● TEXT SHOWN
From dis- +‎ cabinet.

Verb[edit]

discabinet (third-person singular simple present discabinets, present participle discabineting, simple past and past participle discabineted)

  1. (transitive, rare) To reveal (something secret).
    • 1997, Anna R. Beer, Sir Walter Ralegh and His Readers in the Seventeenth Century: Speaking to the People, Basingstoke, Hampshire: Macmillan Press Ltd.; New York, N.Y.: St. Martin's Press, →ISBN, page 162:
      Thus, the Cabinet Council is not a true act of discabineting, and it is possible that Ralegh's status as truth-teller is being ironised, since any educated reader would recognise this as merely a collection of other people's ideas.

● DATASET CONTENT
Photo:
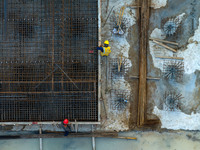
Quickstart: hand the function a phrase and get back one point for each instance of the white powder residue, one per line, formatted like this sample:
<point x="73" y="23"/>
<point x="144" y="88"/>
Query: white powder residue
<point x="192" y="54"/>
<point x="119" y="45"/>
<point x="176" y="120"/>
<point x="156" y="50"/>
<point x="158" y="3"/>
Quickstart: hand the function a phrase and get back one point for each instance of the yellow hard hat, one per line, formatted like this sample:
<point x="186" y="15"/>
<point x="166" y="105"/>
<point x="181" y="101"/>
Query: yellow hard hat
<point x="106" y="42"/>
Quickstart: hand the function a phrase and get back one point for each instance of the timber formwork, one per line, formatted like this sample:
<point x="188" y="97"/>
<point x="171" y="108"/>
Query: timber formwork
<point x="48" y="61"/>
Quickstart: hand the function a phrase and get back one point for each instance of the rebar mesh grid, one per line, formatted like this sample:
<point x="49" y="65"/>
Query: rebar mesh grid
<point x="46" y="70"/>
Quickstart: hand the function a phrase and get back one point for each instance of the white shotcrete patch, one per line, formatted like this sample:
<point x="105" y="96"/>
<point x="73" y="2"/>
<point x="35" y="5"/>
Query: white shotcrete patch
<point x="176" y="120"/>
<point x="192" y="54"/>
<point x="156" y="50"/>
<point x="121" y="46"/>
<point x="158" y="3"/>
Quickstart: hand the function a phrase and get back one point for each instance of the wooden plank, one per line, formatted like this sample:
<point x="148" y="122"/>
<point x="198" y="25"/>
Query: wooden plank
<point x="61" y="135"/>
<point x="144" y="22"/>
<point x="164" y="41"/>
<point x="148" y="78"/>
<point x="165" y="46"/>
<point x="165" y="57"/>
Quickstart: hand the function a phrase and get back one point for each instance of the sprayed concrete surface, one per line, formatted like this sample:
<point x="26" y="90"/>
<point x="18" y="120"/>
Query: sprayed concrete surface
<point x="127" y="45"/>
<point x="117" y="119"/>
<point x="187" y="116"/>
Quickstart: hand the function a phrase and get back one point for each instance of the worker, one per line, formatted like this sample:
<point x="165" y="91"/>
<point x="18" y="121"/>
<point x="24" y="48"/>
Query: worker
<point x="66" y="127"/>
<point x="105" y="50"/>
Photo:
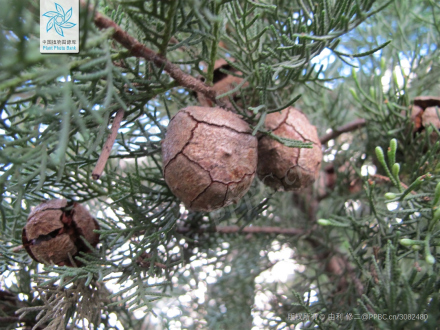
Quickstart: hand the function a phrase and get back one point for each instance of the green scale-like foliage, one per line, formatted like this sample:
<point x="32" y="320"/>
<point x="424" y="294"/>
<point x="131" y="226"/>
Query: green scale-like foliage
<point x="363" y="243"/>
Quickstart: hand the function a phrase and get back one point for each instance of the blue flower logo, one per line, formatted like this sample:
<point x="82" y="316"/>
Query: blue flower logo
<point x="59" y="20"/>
---
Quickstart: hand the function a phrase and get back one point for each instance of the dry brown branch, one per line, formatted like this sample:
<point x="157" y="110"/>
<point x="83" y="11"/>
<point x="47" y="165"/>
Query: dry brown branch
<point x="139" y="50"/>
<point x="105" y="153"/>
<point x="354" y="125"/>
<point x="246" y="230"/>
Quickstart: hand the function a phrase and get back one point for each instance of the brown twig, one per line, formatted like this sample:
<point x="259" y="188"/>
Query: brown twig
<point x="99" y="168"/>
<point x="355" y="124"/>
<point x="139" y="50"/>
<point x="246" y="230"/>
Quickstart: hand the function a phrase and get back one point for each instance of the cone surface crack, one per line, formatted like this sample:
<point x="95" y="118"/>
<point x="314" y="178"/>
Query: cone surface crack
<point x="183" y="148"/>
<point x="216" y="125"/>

● THE TASKS
1. According to the dictionary entry on "discabinet," what does the verb mean?
2. In the dictionary entry on "discabinet," rewrite the part that begins at the words "discabinet (third-person singular" and stops after "other people's ideas.". Put "truth-sayer" in place of "truth-teller".
3. Pick up the dictionary entry on "discabinet" after its last sentence and continue it.

● EXPECTED ANSWERS
1. To reveal something secret.

2.
discabinet (third-person singular simple present discabinets, present participle discabineting, simple past and past participle discabineted)

  1. (transitive, rare) To reveal (something secret).
    • 1997, Anna R. Beer, Sir Walter Ralegh and His Readers in the Seventeenth Century: Speaking to the People, Basingstoke, Hampshire: Macmillan Press Ltd.; New York, N.Y.: St. Martin's Press, →ISBN, page 162:
      Thus, the Cabinet Council is not a true act of discabineting, and it is possible that Ralegh's status as truth-sayer is being ironised, since any educated reader would recognise this as merely a collection of other people's ideas.

3.
    • 2001 February, Paul Stevens, “Milton's "Renunciation" of Cromwell: The Problem of Raleigh's Cabinet-Council”, in Modern Philology, volume 98, number 3, Chicago, I.L.: The University of Chicago Press, →ISSN, →OCLC, page 386:
      Most important, he may have felt that while working through Machiavelli, Raleigh had discabineted a series of sentiments immediately relevant to his own understanding of the war.

Usage notes[edit]

  • Now mainly used in reference to the works of English statesman Sir Walter Raleigh (1552–1618).